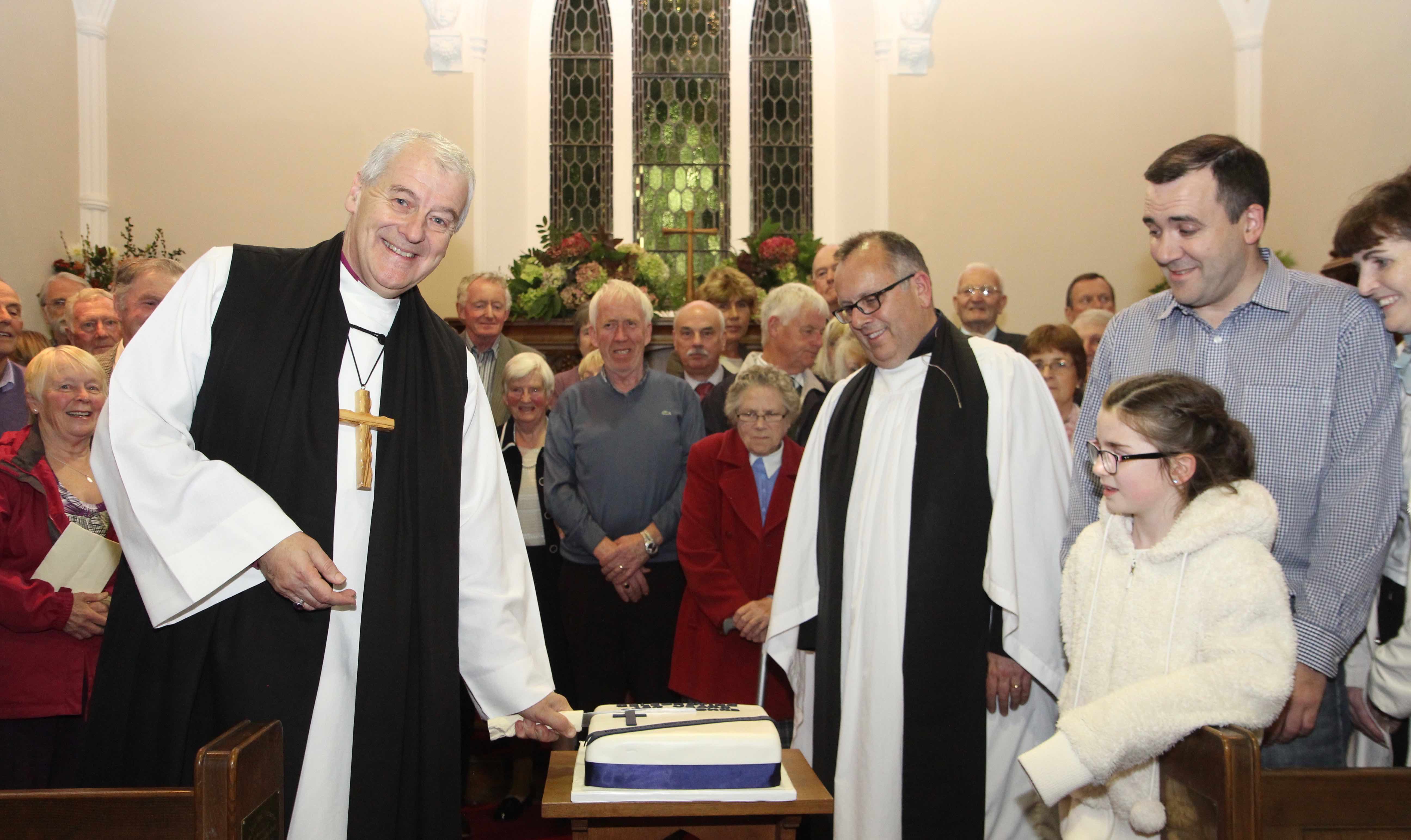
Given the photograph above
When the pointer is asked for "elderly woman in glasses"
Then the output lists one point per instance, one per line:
(738, 485)
(1057, 352)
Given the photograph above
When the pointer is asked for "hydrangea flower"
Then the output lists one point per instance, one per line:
(780, 250)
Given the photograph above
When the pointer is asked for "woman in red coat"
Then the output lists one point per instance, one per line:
(734, 509)
(48, 639)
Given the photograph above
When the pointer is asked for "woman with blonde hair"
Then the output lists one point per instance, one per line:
(734, 294)
(50, 637)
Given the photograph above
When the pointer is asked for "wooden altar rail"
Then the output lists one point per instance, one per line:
(1213, 787)
(238, 795)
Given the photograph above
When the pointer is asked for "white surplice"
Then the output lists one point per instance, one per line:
(192, 527)
(1028, 455)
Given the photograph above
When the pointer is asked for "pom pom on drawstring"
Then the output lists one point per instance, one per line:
(1148, 817)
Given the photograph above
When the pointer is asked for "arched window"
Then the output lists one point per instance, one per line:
(581, 143)
(681, 142)
(781, 115)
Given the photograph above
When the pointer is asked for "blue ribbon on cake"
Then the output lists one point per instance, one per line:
(682, 777)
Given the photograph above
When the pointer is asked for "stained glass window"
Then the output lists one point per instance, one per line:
(581, 145)
(781, 115)
(681, 99)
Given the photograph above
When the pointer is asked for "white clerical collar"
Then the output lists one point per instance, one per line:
(370, 305)
(772, 462)
(713, 379)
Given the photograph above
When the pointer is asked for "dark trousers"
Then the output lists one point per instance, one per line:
(544, 567)
(40, 753)
(1327, 746)
(620, 647)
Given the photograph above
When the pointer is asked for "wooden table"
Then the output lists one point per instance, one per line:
(709, 821)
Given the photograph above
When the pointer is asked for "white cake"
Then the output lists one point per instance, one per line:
(682, 746)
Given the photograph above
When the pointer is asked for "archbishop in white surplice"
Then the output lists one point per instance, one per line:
(1028, 455)
(192, 526)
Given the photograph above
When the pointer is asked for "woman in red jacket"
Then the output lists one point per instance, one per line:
(734, 509)
(48, 639)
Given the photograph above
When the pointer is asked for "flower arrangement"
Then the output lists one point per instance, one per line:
(774, 259)
(566, 270)
(97, 263)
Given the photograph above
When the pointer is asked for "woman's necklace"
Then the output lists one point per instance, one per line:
(72, 469)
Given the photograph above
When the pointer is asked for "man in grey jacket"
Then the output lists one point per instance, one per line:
(483, 304)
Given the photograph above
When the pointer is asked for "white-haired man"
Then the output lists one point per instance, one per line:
(616, 472)
(139, 287)
(54, 298)
(15, 413)
(921, 564)
(980, 300)
(699, 339)
(92, 324)
(233, 488)
(483, 304)
(792, 321)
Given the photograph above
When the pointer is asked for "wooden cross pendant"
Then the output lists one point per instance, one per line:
(366, 421)
(692, 232)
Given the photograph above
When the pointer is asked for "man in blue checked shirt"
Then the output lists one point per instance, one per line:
(1303, 362)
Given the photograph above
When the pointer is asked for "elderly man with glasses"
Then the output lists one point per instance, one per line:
(980, 300)
(925, 530)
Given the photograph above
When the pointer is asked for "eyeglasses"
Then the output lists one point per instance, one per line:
(769, 417)
(1111, 461)
(868, 304)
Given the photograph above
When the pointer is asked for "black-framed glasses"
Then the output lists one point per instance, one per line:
(868, 304)
(1111, 461)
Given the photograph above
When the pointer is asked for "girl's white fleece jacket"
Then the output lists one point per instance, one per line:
(1194, 631)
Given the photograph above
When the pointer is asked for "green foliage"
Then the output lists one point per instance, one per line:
(97, 263)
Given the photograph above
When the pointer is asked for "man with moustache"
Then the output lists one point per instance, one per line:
(267, 575)
(15, 414)
(921, 564)
(1306, 365)
(980, 300)
(699, 335)
(54, 297)
(614, 475)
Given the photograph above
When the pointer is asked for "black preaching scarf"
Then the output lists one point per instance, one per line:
(269, 407)
(943, 657)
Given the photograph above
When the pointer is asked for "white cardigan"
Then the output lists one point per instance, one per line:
(1194, 631)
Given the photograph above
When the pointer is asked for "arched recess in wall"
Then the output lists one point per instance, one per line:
(781, 115)
(581, 121)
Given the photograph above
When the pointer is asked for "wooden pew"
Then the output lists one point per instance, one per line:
(1210, 787)
(238, 795)
(1214, 788)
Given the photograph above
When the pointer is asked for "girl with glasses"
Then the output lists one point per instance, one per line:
(1174, 613)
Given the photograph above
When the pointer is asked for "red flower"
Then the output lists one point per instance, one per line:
(780, 250)
(575, 246)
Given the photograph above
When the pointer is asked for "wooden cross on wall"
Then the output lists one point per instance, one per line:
(691, 232)
(366, 421)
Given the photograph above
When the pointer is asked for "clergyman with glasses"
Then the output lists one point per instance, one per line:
(738, 486)
(980, 300)
(921, 564)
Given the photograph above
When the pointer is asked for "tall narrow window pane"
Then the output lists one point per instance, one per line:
(781, 115)
(581, 146)
(681, 99)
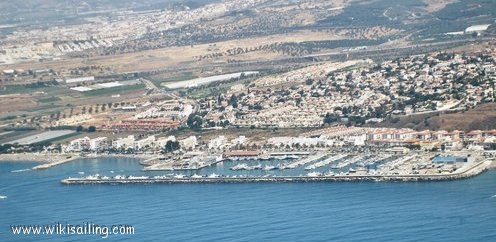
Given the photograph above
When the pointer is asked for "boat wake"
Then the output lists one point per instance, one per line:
(22, 170)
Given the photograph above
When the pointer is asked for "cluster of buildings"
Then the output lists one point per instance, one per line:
(126, 143)
(158, 116)
(390, 137)
(151, 143)
(339, 136)
(303, 98)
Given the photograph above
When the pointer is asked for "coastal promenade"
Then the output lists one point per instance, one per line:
(473, 170)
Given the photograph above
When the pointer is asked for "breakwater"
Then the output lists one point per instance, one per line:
(471, 171)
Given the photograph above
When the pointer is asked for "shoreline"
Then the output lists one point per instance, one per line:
(472, 171)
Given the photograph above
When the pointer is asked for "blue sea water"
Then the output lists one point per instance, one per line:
(462, 210)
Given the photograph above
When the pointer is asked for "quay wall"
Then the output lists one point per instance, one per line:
(475, 170)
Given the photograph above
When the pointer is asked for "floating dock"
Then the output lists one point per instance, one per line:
(474, 170)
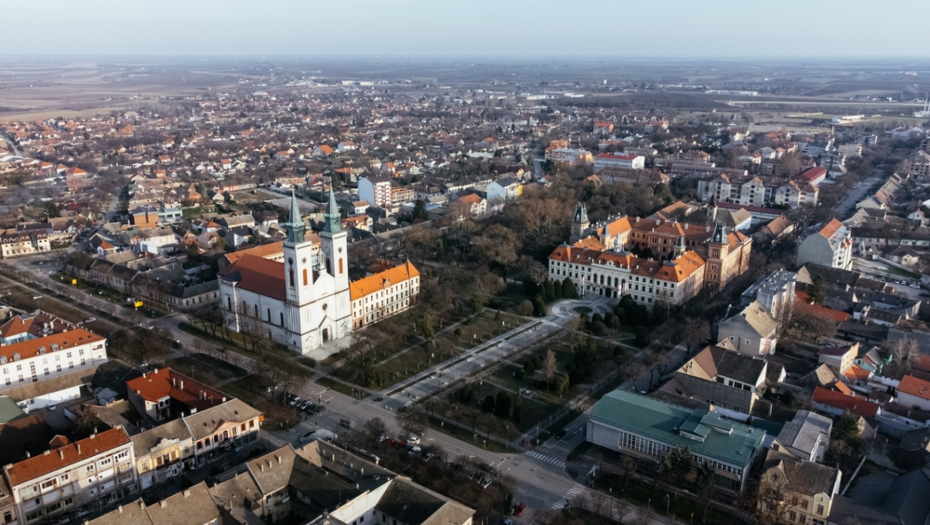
•••
**Given task:** Display each line of the records above that contains the word "cake", reproducing every such line in full.

**The solution:**
When the pointer is asked for "blue ribbon on cake"
When the pointer is asked for "white cake"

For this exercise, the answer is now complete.